**EXERCISE DIRECTIONS**
Below are records; reproduce exactly the lines from the first through the one containing "Query: ladybug's leg".

Referring expression pointing data
··········

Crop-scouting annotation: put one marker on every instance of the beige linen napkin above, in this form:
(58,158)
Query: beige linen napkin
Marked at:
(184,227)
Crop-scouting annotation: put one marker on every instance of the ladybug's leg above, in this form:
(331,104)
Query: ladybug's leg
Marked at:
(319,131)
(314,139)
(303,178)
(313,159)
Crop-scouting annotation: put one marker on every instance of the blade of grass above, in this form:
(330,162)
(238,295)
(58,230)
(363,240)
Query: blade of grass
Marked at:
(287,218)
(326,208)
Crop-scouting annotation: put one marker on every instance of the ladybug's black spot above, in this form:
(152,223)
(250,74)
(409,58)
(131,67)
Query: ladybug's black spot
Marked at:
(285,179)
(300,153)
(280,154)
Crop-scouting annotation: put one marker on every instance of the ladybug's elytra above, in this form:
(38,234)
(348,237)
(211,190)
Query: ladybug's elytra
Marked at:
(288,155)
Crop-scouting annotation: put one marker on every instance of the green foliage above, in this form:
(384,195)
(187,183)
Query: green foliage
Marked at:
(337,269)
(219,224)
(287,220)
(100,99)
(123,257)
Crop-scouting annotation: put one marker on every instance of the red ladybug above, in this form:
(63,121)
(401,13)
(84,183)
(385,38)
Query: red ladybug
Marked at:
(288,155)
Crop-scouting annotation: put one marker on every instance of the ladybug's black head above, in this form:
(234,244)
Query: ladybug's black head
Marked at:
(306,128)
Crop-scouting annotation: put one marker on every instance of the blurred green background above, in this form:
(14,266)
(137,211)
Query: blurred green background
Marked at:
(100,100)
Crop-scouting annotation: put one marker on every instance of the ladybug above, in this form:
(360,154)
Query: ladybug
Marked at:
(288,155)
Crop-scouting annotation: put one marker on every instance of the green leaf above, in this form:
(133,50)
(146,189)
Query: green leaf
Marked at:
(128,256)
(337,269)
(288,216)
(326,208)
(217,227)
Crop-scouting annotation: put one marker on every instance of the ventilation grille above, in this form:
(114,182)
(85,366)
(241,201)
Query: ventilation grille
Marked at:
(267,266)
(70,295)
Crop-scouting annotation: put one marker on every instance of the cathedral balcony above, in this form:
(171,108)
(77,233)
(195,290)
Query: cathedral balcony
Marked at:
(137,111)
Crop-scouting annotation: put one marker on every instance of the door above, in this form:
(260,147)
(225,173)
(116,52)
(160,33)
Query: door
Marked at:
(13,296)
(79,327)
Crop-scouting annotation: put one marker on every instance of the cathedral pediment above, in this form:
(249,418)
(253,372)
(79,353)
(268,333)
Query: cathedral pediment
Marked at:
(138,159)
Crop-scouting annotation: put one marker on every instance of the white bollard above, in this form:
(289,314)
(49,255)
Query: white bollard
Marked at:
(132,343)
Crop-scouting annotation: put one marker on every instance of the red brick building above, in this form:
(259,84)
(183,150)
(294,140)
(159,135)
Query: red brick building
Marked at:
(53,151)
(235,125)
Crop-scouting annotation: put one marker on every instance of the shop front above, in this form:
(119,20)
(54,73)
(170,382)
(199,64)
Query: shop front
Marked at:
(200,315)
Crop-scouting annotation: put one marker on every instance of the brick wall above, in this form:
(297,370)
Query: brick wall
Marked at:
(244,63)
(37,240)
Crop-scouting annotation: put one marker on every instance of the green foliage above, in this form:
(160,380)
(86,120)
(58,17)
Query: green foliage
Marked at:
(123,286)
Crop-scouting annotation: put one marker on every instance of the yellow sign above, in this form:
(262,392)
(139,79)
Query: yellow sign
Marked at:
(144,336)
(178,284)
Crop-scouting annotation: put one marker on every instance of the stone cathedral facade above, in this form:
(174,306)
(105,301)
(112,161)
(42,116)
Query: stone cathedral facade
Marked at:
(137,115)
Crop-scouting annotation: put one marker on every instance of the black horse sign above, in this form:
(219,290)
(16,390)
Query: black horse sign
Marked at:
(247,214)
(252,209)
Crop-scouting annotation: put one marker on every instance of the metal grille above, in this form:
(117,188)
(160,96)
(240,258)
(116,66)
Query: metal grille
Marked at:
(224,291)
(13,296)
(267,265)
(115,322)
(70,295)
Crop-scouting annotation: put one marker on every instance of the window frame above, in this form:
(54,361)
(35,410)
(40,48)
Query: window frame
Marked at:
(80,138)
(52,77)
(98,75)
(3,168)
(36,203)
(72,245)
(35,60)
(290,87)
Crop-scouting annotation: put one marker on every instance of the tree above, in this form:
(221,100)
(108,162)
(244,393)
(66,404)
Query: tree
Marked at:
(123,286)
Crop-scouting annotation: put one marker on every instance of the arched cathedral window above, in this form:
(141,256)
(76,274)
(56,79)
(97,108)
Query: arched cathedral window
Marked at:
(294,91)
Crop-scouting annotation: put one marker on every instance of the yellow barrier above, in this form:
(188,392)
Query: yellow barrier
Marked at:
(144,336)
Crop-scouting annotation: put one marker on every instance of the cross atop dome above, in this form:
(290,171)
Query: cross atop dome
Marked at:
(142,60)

··········

**SOLUTION TO THE PROBLEM**
Crop-scouting annotation: put one marker on every instance of the beige linen napkin above, in this form:
(58,158)
Query: beige linen napkin
Marked at:
(184,227)
Crop-scouting annotation: put one marker on every instance of the ladybug's leg above, in this form:
(331,104)
Query: ladybug's leg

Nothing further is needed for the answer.